## DATASET RECORDS

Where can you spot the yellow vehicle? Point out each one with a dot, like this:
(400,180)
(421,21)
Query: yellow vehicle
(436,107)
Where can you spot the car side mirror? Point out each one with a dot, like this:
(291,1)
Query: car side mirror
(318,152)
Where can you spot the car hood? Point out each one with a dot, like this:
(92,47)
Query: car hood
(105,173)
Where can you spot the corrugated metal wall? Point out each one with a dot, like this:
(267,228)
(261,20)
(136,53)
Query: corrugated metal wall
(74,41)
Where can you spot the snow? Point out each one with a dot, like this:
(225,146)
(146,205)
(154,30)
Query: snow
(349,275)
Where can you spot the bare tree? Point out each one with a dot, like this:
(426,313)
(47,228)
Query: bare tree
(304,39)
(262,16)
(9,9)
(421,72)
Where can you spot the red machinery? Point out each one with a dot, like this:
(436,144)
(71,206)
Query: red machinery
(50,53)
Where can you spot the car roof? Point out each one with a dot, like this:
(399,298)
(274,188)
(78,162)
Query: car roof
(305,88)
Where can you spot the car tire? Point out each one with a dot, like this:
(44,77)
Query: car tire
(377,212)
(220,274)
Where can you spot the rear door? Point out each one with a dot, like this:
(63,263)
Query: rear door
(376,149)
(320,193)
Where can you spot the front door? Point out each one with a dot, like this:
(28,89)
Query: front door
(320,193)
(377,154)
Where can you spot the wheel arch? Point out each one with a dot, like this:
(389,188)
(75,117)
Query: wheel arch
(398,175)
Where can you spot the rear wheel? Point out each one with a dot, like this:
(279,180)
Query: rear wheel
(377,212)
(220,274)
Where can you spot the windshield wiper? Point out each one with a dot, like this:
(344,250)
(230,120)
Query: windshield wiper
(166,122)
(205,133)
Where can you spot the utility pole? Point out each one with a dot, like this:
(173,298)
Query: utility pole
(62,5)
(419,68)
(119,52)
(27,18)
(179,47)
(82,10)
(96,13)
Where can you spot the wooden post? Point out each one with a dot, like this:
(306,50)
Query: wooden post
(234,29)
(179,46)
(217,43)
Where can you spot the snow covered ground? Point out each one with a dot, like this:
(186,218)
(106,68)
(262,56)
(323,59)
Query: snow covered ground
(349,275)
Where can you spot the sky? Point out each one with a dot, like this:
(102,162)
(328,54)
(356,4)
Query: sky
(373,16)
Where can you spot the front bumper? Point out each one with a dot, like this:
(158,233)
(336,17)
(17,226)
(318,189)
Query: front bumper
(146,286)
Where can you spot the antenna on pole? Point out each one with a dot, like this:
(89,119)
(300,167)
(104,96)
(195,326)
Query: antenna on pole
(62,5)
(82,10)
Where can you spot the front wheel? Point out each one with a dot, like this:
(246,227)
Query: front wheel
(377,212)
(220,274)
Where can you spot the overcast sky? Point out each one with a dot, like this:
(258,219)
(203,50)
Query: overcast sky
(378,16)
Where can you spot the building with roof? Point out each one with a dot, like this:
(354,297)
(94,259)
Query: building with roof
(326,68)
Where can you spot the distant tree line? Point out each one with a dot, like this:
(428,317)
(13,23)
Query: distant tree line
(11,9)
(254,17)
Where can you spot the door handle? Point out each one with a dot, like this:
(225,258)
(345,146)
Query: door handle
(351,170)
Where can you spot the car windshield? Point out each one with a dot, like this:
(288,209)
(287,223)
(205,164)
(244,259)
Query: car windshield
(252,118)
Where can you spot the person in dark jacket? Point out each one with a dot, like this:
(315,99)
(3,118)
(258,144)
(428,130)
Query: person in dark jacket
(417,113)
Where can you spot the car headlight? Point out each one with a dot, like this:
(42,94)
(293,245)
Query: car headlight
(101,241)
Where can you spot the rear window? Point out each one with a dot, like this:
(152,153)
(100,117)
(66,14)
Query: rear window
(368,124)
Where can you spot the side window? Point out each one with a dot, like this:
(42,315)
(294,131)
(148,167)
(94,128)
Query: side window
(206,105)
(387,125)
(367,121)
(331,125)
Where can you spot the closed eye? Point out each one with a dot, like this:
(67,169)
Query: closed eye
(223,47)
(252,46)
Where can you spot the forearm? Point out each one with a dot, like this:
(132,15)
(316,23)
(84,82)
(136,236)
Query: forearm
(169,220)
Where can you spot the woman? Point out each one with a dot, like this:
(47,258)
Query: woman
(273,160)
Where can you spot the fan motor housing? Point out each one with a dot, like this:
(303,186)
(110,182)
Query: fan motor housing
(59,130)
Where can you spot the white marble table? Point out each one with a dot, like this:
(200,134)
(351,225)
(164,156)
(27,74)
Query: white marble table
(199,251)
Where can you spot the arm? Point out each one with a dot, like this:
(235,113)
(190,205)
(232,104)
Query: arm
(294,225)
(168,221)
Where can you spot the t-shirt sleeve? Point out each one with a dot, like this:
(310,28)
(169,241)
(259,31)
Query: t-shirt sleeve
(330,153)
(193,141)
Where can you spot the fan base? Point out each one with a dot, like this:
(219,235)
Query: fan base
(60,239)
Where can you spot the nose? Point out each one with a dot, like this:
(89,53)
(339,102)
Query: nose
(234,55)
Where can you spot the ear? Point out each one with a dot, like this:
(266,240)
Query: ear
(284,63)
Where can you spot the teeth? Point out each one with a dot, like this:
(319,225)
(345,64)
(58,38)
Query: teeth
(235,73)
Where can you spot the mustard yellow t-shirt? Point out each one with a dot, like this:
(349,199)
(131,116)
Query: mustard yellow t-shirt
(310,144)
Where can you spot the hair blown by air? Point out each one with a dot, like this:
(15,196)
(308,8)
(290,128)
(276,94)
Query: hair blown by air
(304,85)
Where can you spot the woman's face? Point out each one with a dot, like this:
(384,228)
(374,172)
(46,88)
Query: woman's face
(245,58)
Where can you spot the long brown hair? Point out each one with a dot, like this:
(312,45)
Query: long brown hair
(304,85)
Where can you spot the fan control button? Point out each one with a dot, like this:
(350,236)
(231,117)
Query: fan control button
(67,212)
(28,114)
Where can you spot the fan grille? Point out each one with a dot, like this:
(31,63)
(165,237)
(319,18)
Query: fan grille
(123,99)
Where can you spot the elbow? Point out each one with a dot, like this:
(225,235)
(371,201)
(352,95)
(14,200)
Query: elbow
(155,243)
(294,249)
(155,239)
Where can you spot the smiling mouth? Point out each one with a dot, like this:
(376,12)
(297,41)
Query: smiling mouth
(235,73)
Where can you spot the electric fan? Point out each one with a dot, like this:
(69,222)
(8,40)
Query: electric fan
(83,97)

## WORK ORDER
Give the complete listing a second time, exactly as it reads.

## ANSWER SECTION
Where can you spot the yellow vehicle? Point out each one with a dot, like this:
(400,180)
(421,21)
Query: yellow vehicle
(436,107)
Where can you spot the car side mirror? Point out each one with a dot, like this:
(291,1)
Query: car side mirror
(318,152)
Where can you spot the car hood? Point out each one with a dot, like this:
(92,47)
Query: car hood
(105,173)
Where can you spot the corrugated metal wall? Point out each one with a dot, like this:
(267,228)
(261,20)
(136,53)
Query: corrugated metal wall
(74,41)
Where can you spot the snow? Point out each one with a dot, like this:
(225,146)
(146,205)
(154,30)
Query: snow
(349,275)
Where can you spot the bare tree? Point out each one with a dot, like this:
(426,313)
(47,228)
Query: bare tree
(304,39)
(262,16)
(9,9)
(421,72)
Where can you spot the red machinery? Point out each one with a dot, like this:
(436,144)
(71,206)
Query: red machinery
(50,53)
Where can you spot the car roof? Point out each one with a dot, like this:
(399,298)
(274,188)
(78,162)
Query: car roof
(305,88)
Where can you spot the car tire? Point out each one with a dot, like this:
(44,77)
Query: car tire
(377,212)
(220,274)
Where can you spot the rear door? Point out each one with a dot, like this:
(63,263)
Query: rear door
(376,149)
(320,193)
Where can you spot the front door? Point out each one with a dot, like this:
(28,89)
Query: front door
(320,193)
(377,154)
Where can you spot the wheel arch? Point out each one with a dot, like this:
(389,188)
(75,117)
Query: wheel arch
(398,175)
Where can you spot the rear wheel? Point out each one with a dot, like this:
(279,180)
Query: rear wheel
(377,212)
(220,274)
Where can you spot the windshield wiper? Point out each one with a dot, like this:
(344,250)
(230,120)
Query: windshield wiper
(166,122)
(205,133)
Where can you spot the utility pole? Point out each one with a dot, like this:
(173,298)
Query: utility pole
(62,5)
(419,68)
(119,52)
(27,18)
(179,47)
(82,10)
(96,13)
Where can you spot the wooden post? Point out each one with a dot, like this:
(306,50)
Query: wooden post
(234,29)
(179,46)
(217,43)
Where can you spot the snow covered ground? Point out each one with a dot, like this:
(186,218)
(106,68)
(262,56)
(323,59)
Query: snow covered ground
(349,275)
Where can you spot the sky? Point out each one with a dot, like this:
(102,162)
(328,54)
(356,4)
Query: sky
(373,16)
Where can you spot the front bumper? Point out each one with a dot, like this:
(158,233)
(336,17)
(17,226)
(318,189)
Query: front bumper
(146,286)
Where can you spot the antenna on pole? Point out each one with a dot, like this:
(89,119)
(300,167)
(104,96)
(195,326)
Query: antenna on pole
(62,5)
(82,10)
Where can you spot the front wheel? Point out each one with a dot, like this:
(246,227)
Query: front wheel
(377,212)
(220,274)
Where can you spot the overcast sky? Point out each one with a dot, like this:
(258,219)
(203,50)
Query: overcast sky
(378,16)
Where can you spot the building with roof? Point out each one with a dot, like this:
(354,297)
(94,259)
Query: building with roof
(326,68)
Where can you spot the distant tree line? Point out each one with a dot, like this:
(428,317)
(13,23)
Query: distant tree line
(11,9)
(254,17)
Where can you spot the door handle? Point out each one with a dot, like this:
(225,258)
(345,146)
Query: door handle
(351,170)
Where can you spot the car windshield? Point out each one with a dot, like this:
(288,209)
(287,223)
(205,164)
(244,259)
Query: car windshield
(252,118)
Where can you spot the person in dark jacket? Point out each one with a dot, like this:
(315,99)
(3,118)
(258,144)
(428,130)
Query: person in dark jacket
(417,113)
Where can you spot the car headlight? Point out each one with a dot, like this:
(42,94)
(293,245)
Query: car headlight
(101,241)
Where can you spot the rear window? Point out each one with a dot, like this:
(152,153)
(100,117)
(66,14)
Query: rear window
(368,124)
Where can you spot the side window? Point out each one with a dot, like this:
(42,315)
(294,131)
(148,167)
(94,128)
Query: side window
(206,105)
(387,125)
(367,121)
(331,125)
Where can you spot the closed eye? Point out each one with a dot, like this:
(67,169)
Query: closed eye
(223,47)
(252,46)
Where can you spot the forearm? Point out each one with a dot, like this:
(132,15)
(316,23)
(84,82)
(136,236)
Query: forearm
(169,220)
Where can you spot the woman? Point out each one with a dot, like this:
(47,258)
Query: woman
(273,160)
Where can you spot the fan motor housing? Point out each one with a dot, like this:
(303,186)
(110,182)
Query: fan motor housing
(59,130)
Where can you spot the white marble table? Point out each one with a dot, like this:
(200,134)
(351,225)
(164,156)
(27,74)
Query: white marble table
(199,251)
Where can you spot the arm? Point out each one with a dot, like this:
(235,113)
(190,205)
(232,104)
Query: arm
(294,225)
(168,221)
Where can you spot the t-shirt sleeve? Point out each one with a dot, like this:
(310,28)
(169,241)
(259,31)
Query: t-shirt sleeve
(330,153)
(193,141)
Where can you spot the fan base? Point out each one with a dot, like this:
(219,235)
Query: fan base
(60,239)
Where can you spot the nose? Point out each one with a dot, like this:
(89,53)
(339,102)
Query: nose
(234,55)
Where can you spot the ear? Point out each one with a dot, like this:
(266,240)
Query: ear
(284,63)
Where can you spot the teeth? Point out each one with a dot, like this:
(319,225)
(345,64)
(58,38)
Query: teeth
(235,73)
Where can you spot the mustard yellow t-shirt? Point out each one with a dot, like this:
(349,199)
(131,116)
Query: mustard yellow t-shirt
(310,144)
Where can you spot the hair blown by air? Point out each one with a dot, like this:
(15,196)
(308,8)
(290,128)
(276,94)
Query: hair blown by air
(304,85)
Where can you spot the woman's face? Point out each one with a dot, like this:
(384,228)
(374,172)
(46,88)
Query: woman's face
(245,58)
Where can you spot the long brown hair? Point out each one with a dot, like this:
(312,45)
Query: long brown hair
(304,85)
Where can you spot the fan control button? Point out each one with a dot, like this:
(350,236)
(231,117)
Query: fan control button
(67,212)
(28,114)
Where can you spot the fan grille? Point out each one with a dot, like this:
(31,63)
(165,237)
(319,18)
Query: fan grille
(123,99)
Where can you spot the elbow? Point out each one with a dot, like this:
(225,235)
(371,201)
(352,95)
(14,200)
Query: elbow
(155,243)
(294,249)
(155,239)
Where can you spot the smiling mouth? Point out each one with a dot, like this:
(376,12)
(297,41)
Query: smiling mouth
(235,73)
Where can you spot the electric fan? Point out each one with a dot, like this:
(69,222)
(8,40)
Query: electric fan
(83,97)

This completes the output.